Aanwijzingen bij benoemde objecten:
^^^^

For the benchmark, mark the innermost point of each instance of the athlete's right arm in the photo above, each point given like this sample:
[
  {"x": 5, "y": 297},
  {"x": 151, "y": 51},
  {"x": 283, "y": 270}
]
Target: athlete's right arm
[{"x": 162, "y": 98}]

^^^^

**Taakdetails:** Zet alle regels van de records om in een Markdown-tabel met de kolommen Nr en Regel, één rij per regel en met het regelnummer in Nr. Laat lege regels weg.

**Verwacht antwoord:**
| Nr | Regel |
|---|---|
| 1 | For the benchmark, mark the innermost point of each instance of the athlete's right arm in the photo above, each point given like this sample: |
| 2 | [ |
| 3 |   {"x": 5, "y": 297}, |
| 4 |   {"x": 151, "y": 51}, |
| 5 |   {"x": 283, "y": 270} |
| 6 | ] |
| 7 | Target: athlete's right arm |
| 8 | [{"x": 162, "y": 98}] |